■ Goal of the exercise ■
Rewrite everything from the start of the entries below down to the line containing "706, 441, 759]]", putting "enclosing rectangle" wherever "bounding box" appears and changing nothing else.

Bounding box annotation entries
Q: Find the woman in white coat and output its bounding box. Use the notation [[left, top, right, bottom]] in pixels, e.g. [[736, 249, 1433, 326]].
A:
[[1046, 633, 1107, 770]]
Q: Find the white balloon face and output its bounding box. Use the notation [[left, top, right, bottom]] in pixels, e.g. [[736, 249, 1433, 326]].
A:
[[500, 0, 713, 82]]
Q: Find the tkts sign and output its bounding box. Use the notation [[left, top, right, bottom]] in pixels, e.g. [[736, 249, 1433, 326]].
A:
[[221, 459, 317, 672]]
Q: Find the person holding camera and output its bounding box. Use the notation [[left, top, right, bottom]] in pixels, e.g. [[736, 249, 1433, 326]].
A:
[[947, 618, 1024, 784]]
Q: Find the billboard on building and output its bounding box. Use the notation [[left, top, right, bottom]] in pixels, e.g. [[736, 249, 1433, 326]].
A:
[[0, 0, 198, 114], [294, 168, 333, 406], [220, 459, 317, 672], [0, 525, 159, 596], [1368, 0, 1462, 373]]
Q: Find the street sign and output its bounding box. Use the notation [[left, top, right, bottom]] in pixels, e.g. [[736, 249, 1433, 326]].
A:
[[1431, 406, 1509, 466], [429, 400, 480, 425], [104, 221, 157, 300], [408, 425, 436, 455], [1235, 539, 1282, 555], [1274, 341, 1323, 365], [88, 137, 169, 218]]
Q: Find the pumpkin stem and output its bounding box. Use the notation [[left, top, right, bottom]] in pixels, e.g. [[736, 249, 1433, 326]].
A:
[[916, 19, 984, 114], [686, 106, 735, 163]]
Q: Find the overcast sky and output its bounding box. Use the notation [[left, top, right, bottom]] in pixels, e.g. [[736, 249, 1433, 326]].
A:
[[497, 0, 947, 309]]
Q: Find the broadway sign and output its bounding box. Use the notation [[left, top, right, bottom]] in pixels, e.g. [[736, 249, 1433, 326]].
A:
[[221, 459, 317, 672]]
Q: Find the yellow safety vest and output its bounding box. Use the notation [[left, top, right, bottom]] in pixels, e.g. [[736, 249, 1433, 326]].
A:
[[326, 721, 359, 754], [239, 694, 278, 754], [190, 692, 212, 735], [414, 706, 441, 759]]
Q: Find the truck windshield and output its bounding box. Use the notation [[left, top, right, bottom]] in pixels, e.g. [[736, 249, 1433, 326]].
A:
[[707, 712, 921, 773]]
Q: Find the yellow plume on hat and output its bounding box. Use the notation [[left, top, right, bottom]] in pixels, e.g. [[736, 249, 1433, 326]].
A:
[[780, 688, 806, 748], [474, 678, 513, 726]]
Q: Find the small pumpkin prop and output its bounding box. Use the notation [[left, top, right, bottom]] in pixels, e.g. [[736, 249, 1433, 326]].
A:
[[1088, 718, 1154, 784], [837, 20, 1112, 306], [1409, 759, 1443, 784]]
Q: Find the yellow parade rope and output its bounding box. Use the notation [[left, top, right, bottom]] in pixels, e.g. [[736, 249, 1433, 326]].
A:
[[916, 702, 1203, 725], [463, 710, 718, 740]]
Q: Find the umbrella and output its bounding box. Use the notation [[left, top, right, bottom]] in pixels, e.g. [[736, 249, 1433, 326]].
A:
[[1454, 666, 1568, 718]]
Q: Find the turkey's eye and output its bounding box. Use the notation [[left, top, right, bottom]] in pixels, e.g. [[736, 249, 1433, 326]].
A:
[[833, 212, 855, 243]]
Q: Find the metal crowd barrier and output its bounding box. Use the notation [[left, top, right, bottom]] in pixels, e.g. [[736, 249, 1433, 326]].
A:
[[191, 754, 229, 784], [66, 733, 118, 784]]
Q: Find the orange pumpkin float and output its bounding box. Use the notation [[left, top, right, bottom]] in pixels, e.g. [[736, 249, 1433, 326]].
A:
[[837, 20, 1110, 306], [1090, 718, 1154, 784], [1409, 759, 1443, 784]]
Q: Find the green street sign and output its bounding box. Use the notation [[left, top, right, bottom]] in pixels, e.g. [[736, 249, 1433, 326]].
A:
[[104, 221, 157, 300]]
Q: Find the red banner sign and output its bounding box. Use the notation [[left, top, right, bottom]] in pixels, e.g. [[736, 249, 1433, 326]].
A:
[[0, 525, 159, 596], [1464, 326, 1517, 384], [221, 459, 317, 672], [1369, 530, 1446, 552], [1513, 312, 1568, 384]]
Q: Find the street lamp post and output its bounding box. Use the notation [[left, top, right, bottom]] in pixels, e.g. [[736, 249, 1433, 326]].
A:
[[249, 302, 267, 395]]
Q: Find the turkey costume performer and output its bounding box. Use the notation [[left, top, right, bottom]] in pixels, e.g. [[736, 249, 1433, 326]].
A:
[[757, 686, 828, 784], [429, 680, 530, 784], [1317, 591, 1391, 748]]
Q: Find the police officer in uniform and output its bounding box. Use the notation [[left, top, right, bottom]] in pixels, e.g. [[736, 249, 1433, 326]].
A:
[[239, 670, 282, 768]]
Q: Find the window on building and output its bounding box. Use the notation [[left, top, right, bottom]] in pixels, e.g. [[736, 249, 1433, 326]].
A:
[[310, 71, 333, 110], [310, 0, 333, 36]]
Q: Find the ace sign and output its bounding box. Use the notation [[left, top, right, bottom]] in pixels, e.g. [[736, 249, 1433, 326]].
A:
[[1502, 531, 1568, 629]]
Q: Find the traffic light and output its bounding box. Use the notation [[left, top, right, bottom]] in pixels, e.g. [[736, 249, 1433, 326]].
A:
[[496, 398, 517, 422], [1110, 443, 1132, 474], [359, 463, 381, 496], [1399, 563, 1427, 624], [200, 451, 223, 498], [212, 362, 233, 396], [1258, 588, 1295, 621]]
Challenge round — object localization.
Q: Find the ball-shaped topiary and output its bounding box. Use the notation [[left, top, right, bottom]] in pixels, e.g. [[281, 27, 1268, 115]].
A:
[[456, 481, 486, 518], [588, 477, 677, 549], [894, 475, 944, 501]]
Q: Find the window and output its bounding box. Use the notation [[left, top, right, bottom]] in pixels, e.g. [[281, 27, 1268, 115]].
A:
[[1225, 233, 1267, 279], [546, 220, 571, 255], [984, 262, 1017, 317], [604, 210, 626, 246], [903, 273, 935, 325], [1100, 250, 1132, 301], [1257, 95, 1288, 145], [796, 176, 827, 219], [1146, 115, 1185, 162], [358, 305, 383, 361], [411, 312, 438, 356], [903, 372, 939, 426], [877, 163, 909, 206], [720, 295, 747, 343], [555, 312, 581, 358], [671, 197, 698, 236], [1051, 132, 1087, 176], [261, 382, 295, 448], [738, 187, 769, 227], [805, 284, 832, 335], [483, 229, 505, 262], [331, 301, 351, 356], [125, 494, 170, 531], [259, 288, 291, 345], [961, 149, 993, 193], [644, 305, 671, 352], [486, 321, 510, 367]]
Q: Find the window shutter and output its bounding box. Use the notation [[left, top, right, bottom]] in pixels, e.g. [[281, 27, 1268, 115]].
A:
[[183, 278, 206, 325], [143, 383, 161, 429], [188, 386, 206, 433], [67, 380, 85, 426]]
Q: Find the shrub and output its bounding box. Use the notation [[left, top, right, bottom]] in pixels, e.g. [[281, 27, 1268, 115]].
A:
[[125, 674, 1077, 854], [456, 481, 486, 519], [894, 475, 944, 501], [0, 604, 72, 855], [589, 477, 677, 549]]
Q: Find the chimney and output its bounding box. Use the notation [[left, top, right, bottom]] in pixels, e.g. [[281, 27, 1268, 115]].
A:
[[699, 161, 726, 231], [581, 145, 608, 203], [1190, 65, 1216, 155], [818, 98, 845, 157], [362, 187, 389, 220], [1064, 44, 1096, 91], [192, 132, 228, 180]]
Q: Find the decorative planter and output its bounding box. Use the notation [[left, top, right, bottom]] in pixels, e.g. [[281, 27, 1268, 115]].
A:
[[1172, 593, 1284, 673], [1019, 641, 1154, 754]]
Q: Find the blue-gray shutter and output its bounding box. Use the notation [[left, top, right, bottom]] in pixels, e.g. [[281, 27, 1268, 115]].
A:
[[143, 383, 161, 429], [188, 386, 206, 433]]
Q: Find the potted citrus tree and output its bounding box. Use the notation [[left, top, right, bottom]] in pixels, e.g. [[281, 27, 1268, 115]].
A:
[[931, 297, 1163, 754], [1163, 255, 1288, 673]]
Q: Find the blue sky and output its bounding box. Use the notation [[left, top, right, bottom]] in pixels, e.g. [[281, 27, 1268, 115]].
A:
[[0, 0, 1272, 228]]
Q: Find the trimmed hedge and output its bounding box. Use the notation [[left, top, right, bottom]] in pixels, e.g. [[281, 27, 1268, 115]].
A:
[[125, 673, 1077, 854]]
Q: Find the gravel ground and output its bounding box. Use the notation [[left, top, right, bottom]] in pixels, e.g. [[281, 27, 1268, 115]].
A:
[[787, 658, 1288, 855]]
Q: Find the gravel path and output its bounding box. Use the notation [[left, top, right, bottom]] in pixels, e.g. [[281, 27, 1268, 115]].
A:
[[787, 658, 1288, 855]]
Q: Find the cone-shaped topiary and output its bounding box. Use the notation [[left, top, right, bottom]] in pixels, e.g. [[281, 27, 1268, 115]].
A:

■ Full answer ■
Q: Find the woman in white coat and output its enclosing rectangle. Use the notation [[left, top, right, bottom]] in pixels, e.g. [[736, 249, 1433, 326]].
A:
[[1046, 633, 1107, 770]]
Q: Find the white balloon face and output its enclosing rectangle. Use the notation [[left, top, right, bottom]] in pixels, e.g. [[736, 249, 1433, 326]].
A:
[[500, 0, 713, 82]]
Q: Find the tkts sign and output its enclosing rectangle. Use the notation [[left, top, right, bottom]] in pixels, e.g. [[736, 249, 1433, 326]].
A:
[[221, 459, 317, 672]]
Q: Find the person holding camera and output its enclosing rectangle. Use the notation [[left, top, right, bottom]] in pixels, e.g. [[736, 249, 1433, 326]].
A:
[[947, 618, 1024, 784]]
Q: Find the billboard on building and output its enclosing rectangle. Use the notation [[left, top, right, bottom]] in pixels, e.g. [[736, 249, 1433, 326]].
A:
[[0, 0, 198, 114], [294, 168, 333, 406], [220, 459, 317, 672], [0, 525, 159, 596], [1368, 0, 1462, 373]]
Q: Find the street sign and output its enclosing rectangle. Use the notation [[left, top, right, bottom]] in pixels, e.g. [[736, 249, 1433, 326]].
A:
[[1431, 406, 1509, 466], [429, 400, 480, 425], [104, 221, 157, 300], [408, 425, 436, 455], [1235, 539, 1282, 555], [1274, 341, 1323, 365], [88, 137, 169, 218]]
Q: Find the pumpkin stem and output its enclosing rectangle. Use the notation [[left, top, right, bottom]] in pixels, e.g. [[736, 249, 1433, 326]].
A:
[[916, 19, 984, 114], [686, 106, 735, 163]]
Q: Find the overcast sky and output its enclosing rectangle. Use the notation [[left, top, right, bottom]] in pixels, e.g. [[736, 249, 1433, 326]].
A:
[[497, 0, 947, 309]]
Q: Find the broadway sign and output its enclosing rectangle. Use the notation [[left, top, right, bottom]] in pixels, e.g. [[736, 249, 1433, 326]].
A:
[[221, 459, 317, 672]]
Q: Find the yellow safety vest and output its enclosing rectangle. Use the notation [[left, top, right, bottom]] in pixels, e.g. [[736, 249, 1433, 326]].
A:
[[326, 721, 359, 754], [239, 694, 278, 754], [190, 692, 212, 735], [414, 706, 441, 759]]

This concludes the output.